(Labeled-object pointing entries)
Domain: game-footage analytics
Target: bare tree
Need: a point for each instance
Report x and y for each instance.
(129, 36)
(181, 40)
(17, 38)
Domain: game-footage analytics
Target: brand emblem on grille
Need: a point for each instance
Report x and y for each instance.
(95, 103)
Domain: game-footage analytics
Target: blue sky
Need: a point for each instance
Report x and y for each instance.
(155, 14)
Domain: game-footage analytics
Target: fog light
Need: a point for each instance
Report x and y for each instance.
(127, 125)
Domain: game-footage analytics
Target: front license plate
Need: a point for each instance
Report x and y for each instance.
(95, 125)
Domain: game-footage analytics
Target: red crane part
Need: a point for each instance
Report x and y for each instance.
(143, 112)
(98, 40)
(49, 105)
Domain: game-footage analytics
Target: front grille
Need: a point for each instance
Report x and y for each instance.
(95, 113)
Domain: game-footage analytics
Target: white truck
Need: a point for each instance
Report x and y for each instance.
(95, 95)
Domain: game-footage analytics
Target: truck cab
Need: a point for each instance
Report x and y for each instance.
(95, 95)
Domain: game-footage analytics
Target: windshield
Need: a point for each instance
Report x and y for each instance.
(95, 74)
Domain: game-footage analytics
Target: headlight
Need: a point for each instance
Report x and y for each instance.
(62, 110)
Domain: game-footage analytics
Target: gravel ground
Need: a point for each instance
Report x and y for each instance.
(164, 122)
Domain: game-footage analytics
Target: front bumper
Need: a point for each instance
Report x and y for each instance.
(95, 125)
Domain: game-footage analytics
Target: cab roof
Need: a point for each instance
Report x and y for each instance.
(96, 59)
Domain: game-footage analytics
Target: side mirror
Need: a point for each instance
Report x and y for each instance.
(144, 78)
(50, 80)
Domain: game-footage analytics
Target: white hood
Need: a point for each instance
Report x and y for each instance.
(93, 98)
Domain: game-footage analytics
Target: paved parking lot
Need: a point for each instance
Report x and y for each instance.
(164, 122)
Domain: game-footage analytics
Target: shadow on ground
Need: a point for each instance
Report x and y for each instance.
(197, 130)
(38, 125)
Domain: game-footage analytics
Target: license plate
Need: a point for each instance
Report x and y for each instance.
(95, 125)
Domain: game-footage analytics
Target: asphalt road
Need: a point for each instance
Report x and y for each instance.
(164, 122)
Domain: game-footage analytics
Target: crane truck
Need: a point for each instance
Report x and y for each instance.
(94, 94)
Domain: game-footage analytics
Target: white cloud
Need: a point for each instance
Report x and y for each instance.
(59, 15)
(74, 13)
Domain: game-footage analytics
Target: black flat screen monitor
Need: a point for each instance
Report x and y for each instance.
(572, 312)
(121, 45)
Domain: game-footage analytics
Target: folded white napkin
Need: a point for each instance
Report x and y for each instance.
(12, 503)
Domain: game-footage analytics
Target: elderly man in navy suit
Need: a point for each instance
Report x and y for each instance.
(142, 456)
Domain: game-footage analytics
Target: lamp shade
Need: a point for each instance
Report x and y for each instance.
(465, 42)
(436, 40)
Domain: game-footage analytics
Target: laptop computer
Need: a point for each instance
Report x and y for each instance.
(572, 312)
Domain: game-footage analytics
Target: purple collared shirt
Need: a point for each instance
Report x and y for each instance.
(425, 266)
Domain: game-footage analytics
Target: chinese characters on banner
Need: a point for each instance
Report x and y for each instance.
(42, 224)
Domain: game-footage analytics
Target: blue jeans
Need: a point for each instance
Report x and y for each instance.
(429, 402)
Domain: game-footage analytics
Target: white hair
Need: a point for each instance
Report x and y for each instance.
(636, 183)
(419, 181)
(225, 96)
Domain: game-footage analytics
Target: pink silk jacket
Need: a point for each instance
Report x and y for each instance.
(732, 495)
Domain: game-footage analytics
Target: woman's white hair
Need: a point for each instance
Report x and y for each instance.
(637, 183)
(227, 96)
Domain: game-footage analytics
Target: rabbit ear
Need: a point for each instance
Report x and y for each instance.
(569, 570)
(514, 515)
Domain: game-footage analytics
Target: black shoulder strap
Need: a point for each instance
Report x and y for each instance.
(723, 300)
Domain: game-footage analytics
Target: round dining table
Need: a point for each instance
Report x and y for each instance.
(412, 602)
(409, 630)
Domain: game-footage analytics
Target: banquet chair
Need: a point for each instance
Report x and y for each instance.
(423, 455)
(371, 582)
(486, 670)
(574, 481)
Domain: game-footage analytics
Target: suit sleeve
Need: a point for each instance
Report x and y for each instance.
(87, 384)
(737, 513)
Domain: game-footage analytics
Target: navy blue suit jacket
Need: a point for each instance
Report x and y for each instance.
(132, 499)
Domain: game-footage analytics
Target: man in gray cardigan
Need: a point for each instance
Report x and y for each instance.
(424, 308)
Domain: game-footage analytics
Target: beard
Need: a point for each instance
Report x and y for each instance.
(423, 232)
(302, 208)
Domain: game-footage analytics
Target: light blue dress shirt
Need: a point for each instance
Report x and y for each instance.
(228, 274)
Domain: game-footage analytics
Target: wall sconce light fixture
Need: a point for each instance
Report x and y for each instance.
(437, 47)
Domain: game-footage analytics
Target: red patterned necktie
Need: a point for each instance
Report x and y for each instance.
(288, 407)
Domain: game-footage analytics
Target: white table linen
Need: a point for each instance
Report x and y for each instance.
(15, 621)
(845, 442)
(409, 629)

**What you have to do:** Each entry above needs to be retyped exactly.

**Task result:**
Domain: game-footage analytics
Target: bare tree
Need: a point for each instance
Report x and y for each instance.
(129, 36)
(181, 40)
(17, 38)
Domain: game-footage analytics
Target: brand emblem on grille
Need: a point for each instance
Report x and y for each instance.
(95, 103)
Domain: game-footage analytics
Target: blue sky
Need: a point for each instance
Report x and y for each instance.
(155, 14)
Domain: game-footage analytics
Target: fog light
Need: a point for each instance
Report x and y for each instance.
(127, 125)
Domain: game-footage analytics
Target: front license plate
Need: a point for each instance
Report x and y for each instance.
(95, 125)
Domain: game-footage analytics
Target: red crane part
Need: a point for each instance
Report x and y for each instance.
(143, 112)
(98, 40)
(49, 105)
Domain: game-footage analytics
Target: front grille
Need: a point for each instance
Report x and y for each instance.
(95, 113)
Domain: game-footage analytics
Target: white truck
Need: a point for each instance
Report x and y for each instance.
(95, 95)
Domain: game-footage analytics
Target: truck cab
Need: a point for each instance
Report x and y for each instance.
(95, 95)
Domain: game-footage analytics
Target: windshield
Need: a point for each instance
Report x and y for each instance.
(95, 74)
Domain: game-footage analytics
Target: headlight
Need: a point for each instance
Report x and y for each instance.
(62, 110)
Domain: game-footage analytics
Target: gravel ground
Need: a point for each instance
Report x and y for each instance.
(164, 122)
Domain: game-footage analytics
Target: front bumper
Need: a point for each instance
Report x and y for each instance.
(95, 125)
Domain: game-footage analytics
Target: cab roof
Need: a point for each instance
Report x and y for each instance.
(96, 59)
Domain: game-footage analytics
Target: side mirror
Need: a point for each instance
Report x and y for each instance.
(144, 78)
(50, 80)
Domain: game-footage analytics
Target: white hood
Need: a point for each instance
Report x and y for each instance.
(93, 98)
Domain: game-footage analytics
Target: paved parking lot
Need: a point for each instance
Report x and y for each instance.
(164, 122)
Domain: game-footage analytics
Target: shadow on ground
Need: a point for each instance
Report x and y for each instance.
(197, 130)
(38, 125)
Domain: game-footage analytics
Target: license plate
Need: a point for each instance
Report x and y for each instance.
(95, 125)
Domain: game-footage analytics
Target: asphalt road
Need: a point for each instance
Report x and y for each instance.
(164, 122)
Domain: game-footage analytics
Target: crane truck
Need: a point for each instance
Report x and y for each instance.
(94, 94)
Domain: game-footage analytics
Target: white cloud
Need: a point for each instance
Report x and y for each instance.
(59, 15)
(74, 13)
Domain: game-footage analytics
Target: black flat screen monitor
Need: a point for each instance
Report x and y for each instance.
(572, 312)
(121, 45)
Domain: game-footage analytics
Target: folded white napkin
Need: a point for each instance
Report x and y for each instance.
(12, 503)
Domain: game-footage analytics
Target: elderly man in navy suit
Need: a point for each instance
Report x and y for each instance.
(142, 456)
Domain: game-footage analytics
Target: lamp shade
Need: a point for each instance
Report x and y for each instance.
(465, 42)
(436, 40)
Domain: game-footage analytics
Target: laptop computer
Need: a point for each instance
Report x and y for each instance.
(572, 312)
Domain: game-footage analytics
Target: purple collared shirt
Need: a point for each instance
Report x and y for each instance.
(425, 266)
Domain: game-footage analytics
Target: chinese characters on banner
Need: a point for each instance
Report x and y for each instance.
(42, 224)
Domain: game-footage analytics
Target: blue jeans
Need: a point for each instance
Report x and y for each instance.
(429, 402)
Domain: game-footage analytics
Target: white hair
Need: a point for each instance
Report x and y for each instance.
(636, 183)
(419, 181)
(225, 96)
Domain: game-footage analytics
Target: pink silk jacket
Need: a point for each instance
Report x and y for each instance.
(732, 495)
Domain: game-footage analytics
Target: woman's white hair
Need: a point for each instance
Report x and y for each instance.
(637, 183)
(227, 96)
Domain: game-footage analytics
Target: rabbit ear
Need: a point for each instance
Report x and y for each instance.
(569, 570)
(514, 515)
Domain: game-footage analytics
Target: black shoulder strap
Need: a point for each instance
Report x and y for each instance.
(723, 300)
Domain: game-footage analytics
Target: round dining table
Need: a point for each instance
Report x and y for each instance.
(412, 602)
(409, 630)
Domain: game-footage analytics
Target: banquet chair
Need: a point for each instance
Report x and y for each instance.
(423, 455)
(371, 582)
(486, 670)
(574, 481)
Domain: game-footage analytics
Target: suit sleeve
Need: a point for each instance
Report x and y for each instance.
(87, 384)
(737, 513)
Domain: game-footage analytics
Target: navy blue suit jacket
Need: a point for each instance
Report x and y for each instance.
(132, 499)
Domain: game-footage analytics
Target: man in gray cardigan
Need: a point for each instance
Report x and y for each instance.
(424, 308)
Domain: game-footage analytics
Target: beard
Need: a point for each instance
Report x and y for each instance.
(423, 232)
(302, 208)
Domain: game-footage analytics
Target: light blue dress shirt
Need: a point for each instance
Report x and y for each instance.
(228, 274)
Domain: game-footage analytics
Target: wall sconce light fixture
Need: a point for each instance
Report x and y for each instance.
(437, 47)
Domain: game-footage analytics
Target: red patterned necktie
Need: a point for each instance
Report x and y for each instance.
(288, 407)
Domain: game-footage analytics
Target: white table linen
Need: a point for each instance
Report x and y for each instance.
(15, 621)
(845, 442)
(409, 629)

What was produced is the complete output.